↓
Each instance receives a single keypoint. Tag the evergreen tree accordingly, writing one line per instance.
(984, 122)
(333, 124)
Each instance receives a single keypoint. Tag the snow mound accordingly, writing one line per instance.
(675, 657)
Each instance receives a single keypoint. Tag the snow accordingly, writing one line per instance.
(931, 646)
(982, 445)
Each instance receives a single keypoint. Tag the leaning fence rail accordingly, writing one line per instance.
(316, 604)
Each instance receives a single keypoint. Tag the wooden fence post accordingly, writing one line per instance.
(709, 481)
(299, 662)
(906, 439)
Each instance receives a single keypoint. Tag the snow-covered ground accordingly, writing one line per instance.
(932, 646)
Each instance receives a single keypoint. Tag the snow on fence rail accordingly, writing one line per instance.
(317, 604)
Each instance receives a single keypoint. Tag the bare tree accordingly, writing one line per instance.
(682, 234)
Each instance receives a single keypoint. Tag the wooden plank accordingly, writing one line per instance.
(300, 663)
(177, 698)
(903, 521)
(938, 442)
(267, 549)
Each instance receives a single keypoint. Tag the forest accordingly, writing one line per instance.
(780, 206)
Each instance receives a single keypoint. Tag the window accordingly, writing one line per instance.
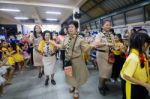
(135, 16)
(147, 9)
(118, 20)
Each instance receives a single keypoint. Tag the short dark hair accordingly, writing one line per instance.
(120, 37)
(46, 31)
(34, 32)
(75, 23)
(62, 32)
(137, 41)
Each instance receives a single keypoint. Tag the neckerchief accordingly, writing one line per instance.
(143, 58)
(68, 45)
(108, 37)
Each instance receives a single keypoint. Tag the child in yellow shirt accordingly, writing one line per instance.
↑
↓
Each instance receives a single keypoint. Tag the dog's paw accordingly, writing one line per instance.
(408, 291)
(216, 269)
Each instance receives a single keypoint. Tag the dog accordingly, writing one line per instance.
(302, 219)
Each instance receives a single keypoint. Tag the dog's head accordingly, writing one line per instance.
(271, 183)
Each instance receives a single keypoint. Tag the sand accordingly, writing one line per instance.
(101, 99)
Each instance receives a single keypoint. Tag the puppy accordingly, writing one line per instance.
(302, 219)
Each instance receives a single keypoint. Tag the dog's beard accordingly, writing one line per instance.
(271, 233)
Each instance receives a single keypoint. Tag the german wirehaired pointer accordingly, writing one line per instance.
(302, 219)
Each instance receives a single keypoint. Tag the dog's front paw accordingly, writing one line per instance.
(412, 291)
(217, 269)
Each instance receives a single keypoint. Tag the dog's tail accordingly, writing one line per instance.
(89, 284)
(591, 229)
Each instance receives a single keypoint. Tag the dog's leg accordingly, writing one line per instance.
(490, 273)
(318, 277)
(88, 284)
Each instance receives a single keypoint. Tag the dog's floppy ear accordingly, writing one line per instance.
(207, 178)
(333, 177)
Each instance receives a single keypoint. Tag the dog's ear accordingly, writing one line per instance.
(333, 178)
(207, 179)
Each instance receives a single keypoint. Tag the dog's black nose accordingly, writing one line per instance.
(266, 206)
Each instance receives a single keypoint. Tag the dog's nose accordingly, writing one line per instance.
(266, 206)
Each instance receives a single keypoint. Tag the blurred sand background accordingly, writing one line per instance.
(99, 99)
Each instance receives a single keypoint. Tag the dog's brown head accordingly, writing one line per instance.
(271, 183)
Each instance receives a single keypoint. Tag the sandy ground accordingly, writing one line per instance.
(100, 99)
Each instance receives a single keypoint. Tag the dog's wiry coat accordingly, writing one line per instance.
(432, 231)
↑
**GOAL OF THE EXERCISE**.
Find every line in the two blocks above that contains the word "tree" and copy each one out.

**REPLY**.
Each instance receives a single keypoint. Tag the evergreen tree accordingly, writing one line per instance.
Each instance receives a single keypoint. Tag the bare tree accordingly, writing one line per instance.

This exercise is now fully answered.